- **Assigned task**: Copy every line in the listing that contains "backsplash".

#### Extracted data

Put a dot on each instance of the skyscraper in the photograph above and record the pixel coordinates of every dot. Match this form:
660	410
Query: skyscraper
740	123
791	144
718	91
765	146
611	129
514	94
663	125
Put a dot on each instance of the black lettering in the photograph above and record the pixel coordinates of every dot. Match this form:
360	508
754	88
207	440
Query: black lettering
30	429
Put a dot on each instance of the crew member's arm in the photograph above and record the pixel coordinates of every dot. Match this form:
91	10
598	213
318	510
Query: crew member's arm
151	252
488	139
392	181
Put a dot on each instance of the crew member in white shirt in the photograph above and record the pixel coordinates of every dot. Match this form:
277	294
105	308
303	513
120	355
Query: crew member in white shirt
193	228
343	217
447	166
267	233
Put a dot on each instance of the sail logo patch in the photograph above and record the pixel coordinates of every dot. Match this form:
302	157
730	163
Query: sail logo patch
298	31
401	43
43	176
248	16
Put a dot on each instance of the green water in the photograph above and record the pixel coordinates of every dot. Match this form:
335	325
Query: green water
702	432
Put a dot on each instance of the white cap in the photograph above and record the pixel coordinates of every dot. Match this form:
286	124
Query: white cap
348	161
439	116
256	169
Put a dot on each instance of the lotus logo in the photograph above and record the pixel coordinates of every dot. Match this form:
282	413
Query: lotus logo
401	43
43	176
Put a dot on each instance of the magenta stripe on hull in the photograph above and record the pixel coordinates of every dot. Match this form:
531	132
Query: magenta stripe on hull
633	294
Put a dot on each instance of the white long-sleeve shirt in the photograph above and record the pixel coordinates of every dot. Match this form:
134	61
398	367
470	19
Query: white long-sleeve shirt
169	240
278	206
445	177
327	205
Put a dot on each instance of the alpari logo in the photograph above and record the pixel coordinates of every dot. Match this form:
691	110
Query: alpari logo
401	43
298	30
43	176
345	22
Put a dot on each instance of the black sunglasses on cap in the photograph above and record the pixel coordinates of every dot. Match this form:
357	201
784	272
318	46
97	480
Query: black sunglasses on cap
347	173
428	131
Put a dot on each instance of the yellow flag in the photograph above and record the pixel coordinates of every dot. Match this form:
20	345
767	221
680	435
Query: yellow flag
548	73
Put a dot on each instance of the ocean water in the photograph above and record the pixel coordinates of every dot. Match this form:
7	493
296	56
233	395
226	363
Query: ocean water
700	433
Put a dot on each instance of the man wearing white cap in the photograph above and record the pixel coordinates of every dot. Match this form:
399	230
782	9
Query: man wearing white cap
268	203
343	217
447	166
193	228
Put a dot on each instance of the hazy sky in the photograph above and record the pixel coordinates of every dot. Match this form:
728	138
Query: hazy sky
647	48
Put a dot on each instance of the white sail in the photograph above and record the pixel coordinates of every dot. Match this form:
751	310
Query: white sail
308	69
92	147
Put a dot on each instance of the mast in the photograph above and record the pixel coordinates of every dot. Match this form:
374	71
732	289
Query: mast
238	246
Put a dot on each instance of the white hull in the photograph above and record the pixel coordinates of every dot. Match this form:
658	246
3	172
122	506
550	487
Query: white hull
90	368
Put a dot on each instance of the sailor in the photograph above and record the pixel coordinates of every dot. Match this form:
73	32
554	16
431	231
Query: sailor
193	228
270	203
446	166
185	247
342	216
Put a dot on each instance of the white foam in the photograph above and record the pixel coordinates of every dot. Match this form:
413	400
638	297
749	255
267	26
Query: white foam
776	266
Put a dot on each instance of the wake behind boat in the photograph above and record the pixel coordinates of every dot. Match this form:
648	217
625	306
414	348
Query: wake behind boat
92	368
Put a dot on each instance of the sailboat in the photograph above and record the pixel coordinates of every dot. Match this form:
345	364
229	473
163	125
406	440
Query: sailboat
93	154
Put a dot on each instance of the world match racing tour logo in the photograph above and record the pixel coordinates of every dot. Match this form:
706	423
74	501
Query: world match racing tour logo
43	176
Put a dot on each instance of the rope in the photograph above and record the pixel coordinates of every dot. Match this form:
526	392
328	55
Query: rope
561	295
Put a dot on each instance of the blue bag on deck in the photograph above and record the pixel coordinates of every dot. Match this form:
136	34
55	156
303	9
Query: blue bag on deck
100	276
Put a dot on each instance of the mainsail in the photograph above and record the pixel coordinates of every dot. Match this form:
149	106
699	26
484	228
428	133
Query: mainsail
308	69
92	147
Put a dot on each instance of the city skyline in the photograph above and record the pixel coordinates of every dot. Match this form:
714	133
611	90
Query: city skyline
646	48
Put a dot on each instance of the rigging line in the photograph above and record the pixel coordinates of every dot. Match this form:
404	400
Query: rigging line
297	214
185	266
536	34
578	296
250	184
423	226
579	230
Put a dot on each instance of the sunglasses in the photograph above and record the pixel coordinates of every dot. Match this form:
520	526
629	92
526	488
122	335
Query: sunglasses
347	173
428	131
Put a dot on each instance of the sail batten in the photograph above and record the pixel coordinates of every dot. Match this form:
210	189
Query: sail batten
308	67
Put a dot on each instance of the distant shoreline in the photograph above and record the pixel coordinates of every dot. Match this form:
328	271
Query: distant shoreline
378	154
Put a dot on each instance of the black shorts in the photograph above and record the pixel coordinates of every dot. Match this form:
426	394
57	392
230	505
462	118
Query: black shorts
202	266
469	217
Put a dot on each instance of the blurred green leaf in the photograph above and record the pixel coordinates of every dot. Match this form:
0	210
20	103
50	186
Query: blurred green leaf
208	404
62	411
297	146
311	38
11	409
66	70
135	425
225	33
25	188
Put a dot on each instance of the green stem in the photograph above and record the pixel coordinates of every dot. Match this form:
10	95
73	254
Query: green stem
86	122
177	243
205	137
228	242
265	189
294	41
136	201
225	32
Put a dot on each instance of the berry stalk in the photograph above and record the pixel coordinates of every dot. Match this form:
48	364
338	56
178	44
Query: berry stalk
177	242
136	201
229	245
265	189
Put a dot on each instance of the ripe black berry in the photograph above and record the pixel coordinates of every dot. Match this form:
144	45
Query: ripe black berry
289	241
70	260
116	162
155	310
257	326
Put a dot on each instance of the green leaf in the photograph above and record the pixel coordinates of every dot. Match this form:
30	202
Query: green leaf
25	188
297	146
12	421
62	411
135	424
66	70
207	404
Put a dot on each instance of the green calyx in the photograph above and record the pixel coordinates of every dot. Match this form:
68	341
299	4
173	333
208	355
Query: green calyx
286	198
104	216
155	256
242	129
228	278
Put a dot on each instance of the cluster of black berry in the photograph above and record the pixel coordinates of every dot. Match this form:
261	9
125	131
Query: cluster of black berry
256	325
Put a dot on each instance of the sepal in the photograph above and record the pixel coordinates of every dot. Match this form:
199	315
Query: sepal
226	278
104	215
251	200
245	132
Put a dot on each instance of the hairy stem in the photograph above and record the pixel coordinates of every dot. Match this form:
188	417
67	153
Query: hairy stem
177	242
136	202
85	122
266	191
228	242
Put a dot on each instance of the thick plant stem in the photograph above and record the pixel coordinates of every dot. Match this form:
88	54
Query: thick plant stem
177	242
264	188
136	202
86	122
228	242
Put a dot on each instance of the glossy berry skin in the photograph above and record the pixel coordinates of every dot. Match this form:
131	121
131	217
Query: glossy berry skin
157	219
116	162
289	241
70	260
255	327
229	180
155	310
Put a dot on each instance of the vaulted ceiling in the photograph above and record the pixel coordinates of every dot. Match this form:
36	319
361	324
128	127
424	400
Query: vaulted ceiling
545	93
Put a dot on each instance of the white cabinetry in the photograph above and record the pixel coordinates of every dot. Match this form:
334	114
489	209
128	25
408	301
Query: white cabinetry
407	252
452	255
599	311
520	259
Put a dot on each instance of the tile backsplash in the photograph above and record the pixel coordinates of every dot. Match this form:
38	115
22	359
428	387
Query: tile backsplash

########

- **Exercise solution**:
Put a dot on each instance of the tile backsplash in the photograph above and record the pixel coordinates of every dot. Match this form:
Query: tile backsplash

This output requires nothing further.